Tasks to carry out:
• a. From the Upper Yosemite Fall trail text, copy out the passage from "photo above of" to "or two miles.".
• b. Answer these questions using the Upper Yosemite Fall trail text:
(i) What is the elevation gain of the hike from the valley floor to the top of Upper Yosemite Fall?
(ii) What other name is Columbia Rock known by?
(iii) About how many feet does the hike to Columbia Rock gain?

## BEGIN Excerpt to read

The hike from Yosemite valley floor to the top of Upper Yosemite Fall is 7.2 miles round trip (one source says 6.6 miles) with a 2,700 feet elevation gain. Plan to start early and take all day to do this hike and enjoy it. (See also ten places to take pictures of Yosemite Falls besides along this trail)
photo above of Yosemite Falls from Glacier Point courtesy of NPS
Conservationist John Muir wrote of the trail to Upper Yosemite Fall:
“The Yosemite Fall is separated into an upper and a lower fall with a series of falls and cascades between them, but when viewed in front from the bottom of the Valley they all appear as one.
So grandly does this magnificent fall display itself from the floor of the valley few visitors take the trouble to climb the wall to gain nearer views, unable to realize how vastly more impressive it becomes when closely approached, instead of being seen at a distance of from one or two miles.
The views developed in a walk up the zigzags of the trail leading to the upper fall are as varied and impressive,and almost as extensive, as those on the well known Glacier Point Trail. One rises as if on wings. The groves, meadows, fern-flats and reaches of the river at once new over and over again as we go higher from point to point; the foreground also changes every few rods in the most surprising manner, although the bench on the face of the wall over which the trail passes is very monotonous and common place as seen from the bottom of the valley. Up we climb with glad exhilaration, through shaggy fringes of laurel and ceanothus, and glossy-leaved manzanita and live oak from shadow to shadow across bars of sunshine, the leafy openings making charming frames for the valley pictures beheld through them, and for the glimpses of the high alps that appear in the distance.”
Along the way to the top, the hike to Columbia Rock (also known as Columbia Point) is only about a mile; it gains over 1,000 feet.

## END Excerpt to read
## BEGIN Information supplied

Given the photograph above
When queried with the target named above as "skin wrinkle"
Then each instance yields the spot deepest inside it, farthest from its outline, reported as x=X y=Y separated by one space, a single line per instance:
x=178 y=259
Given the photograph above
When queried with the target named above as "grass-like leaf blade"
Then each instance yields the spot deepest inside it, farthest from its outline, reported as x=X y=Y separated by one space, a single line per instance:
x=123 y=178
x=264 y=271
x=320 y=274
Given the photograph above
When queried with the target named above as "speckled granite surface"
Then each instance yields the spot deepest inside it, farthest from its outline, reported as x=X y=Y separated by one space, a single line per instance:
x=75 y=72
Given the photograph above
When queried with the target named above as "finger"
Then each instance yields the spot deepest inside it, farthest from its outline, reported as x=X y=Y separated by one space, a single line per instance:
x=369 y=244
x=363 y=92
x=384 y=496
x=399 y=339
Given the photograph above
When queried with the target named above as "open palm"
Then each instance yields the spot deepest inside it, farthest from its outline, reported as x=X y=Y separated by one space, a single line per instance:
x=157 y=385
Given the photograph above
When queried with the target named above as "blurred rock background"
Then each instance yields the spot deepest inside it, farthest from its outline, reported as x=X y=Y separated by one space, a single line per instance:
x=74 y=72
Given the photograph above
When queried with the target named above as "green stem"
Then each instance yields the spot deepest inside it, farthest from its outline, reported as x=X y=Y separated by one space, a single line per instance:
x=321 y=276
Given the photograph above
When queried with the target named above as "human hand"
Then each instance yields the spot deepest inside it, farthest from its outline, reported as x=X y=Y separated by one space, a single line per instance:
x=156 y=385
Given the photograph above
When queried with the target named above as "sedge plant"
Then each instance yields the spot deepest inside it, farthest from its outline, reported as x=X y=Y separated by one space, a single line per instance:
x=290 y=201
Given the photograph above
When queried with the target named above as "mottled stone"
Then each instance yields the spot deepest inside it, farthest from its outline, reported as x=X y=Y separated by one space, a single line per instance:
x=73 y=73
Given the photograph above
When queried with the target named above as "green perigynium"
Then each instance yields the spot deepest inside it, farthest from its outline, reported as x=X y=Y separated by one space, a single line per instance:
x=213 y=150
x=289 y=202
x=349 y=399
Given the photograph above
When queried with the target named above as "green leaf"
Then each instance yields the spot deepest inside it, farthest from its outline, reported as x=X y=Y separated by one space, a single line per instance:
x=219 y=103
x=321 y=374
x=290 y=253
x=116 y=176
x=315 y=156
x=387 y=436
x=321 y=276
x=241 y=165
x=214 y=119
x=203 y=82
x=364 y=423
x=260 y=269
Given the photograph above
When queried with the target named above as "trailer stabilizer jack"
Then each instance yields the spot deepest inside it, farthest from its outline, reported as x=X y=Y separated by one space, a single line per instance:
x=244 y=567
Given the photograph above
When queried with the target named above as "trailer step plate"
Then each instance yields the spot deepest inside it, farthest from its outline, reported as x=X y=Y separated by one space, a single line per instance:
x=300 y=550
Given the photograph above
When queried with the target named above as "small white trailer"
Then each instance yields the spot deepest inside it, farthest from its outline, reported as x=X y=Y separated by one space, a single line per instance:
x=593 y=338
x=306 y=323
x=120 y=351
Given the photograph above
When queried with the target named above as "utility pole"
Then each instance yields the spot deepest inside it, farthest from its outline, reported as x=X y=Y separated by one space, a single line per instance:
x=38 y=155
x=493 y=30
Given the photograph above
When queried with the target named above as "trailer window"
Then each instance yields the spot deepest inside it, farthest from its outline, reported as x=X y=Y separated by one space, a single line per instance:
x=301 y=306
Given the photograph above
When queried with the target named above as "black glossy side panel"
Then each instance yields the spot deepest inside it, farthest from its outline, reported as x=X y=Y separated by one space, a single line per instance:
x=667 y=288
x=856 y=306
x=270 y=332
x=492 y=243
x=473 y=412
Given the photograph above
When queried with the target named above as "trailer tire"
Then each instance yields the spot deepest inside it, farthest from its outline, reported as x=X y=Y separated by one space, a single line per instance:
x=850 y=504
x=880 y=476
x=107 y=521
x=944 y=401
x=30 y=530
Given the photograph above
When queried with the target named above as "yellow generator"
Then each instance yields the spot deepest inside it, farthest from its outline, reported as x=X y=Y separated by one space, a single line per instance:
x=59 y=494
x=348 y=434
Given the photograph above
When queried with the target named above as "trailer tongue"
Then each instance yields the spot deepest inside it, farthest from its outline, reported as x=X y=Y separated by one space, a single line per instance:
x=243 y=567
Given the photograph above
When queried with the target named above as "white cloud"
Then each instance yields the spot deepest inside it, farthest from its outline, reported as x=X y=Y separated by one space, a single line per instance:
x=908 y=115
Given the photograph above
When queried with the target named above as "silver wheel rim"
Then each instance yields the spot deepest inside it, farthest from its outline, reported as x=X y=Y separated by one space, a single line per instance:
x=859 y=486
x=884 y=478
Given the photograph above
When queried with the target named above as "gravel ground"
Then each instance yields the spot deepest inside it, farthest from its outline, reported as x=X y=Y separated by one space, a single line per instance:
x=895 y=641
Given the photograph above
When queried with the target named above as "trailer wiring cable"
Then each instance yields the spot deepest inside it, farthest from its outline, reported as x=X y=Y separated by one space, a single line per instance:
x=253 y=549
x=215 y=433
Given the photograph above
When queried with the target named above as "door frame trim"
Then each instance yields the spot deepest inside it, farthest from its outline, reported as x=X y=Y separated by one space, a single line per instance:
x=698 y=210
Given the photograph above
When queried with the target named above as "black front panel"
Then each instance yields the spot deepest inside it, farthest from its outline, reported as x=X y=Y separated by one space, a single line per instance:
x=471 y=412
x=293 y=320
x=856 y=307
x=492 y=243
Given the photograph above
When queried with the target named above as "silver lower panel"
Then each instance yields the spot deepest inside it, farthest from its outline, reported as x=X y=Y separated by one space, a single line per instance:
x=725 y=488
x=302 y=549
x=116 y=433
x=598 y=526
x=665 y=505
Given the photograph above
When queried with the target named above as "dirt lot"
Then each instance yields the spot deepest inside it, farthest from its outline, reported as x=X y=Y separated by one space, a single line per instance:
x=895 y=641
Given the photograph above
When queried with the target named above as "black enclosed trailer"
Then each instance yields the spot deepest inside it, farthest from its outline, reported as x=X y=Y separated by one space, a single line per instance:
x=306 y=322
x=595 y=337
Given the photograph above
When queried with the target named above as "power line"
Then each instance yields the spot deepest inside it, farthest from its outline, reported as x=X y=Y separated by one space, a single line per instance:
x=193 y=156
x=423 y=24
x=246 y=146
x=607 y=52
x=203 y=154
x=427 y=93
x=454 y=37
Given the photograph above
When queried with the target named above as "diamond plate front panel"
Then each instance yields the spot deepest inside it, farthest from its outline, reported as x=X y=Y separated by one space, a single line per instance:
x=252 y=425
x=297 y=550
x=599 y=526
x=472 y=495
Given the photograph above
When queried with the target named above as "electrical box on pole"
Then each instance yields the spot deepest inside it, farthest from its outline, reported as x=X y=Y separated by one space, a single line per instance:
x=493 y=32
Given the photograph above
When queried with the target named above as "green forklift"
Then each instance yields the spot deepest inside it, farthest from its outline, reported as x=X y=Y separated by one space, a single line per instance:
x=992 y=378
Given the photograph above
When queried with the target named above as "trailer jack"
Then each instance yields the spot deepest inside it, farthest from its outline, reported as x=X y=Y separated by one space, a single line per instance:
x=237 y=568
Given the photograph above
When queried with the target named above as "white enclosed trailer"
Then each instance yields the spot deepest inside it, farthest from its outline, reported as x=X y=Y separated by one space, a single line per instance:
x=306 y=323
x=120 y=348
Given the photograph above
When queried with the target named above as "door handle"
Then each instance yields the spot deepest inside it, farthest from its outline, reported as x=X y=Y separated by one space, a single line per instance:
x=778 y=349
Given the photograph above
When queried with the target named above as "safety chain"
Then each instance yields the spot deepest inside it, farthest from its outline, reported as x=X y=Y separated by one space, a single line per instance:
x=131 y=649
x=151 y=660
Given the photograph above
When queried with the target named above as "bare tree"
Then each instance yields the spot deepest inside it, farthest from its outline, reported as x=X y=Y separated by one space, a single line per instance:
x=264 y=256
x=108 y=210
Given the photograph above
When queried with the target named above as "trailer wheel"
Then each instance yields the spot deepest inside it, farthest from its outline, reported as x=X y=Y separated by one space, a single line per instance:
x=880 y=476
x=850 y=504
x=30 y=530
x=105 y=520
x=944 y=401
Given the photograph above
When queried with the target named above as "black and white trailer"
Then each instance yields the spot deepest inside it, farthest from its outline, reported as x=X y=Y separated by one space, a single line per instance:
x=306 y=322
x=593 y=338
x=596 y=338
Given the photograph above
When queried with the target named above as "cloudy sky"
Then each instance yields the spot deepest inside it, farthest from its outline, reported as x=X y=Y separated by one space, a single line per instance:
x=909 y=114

## END Information supplied

Expected answers:
• a.
photo above of Yosemite Falls from Glacier Point courtesy of NPS
Conservationist John Muir wrote of the trail to Upper Yosemite Fall:
“The Yosemite Fall is separated into an upper and a lower fall with a series of falls and cascades between them, but when viewed in front from the bottom of the Valley they all appear as one.
So grandly does this magnificent fall display itself from the floor of the valley few visitors take the trouble to climb the wall to gain nearer views, unable to realize how vastly more impressive it becomes when closely approached, instead of being seen at a distance of from one or two miles.

• b.
(i) 2,700 feet
(ii) Columbia Point
(iii) Over 1,000 feet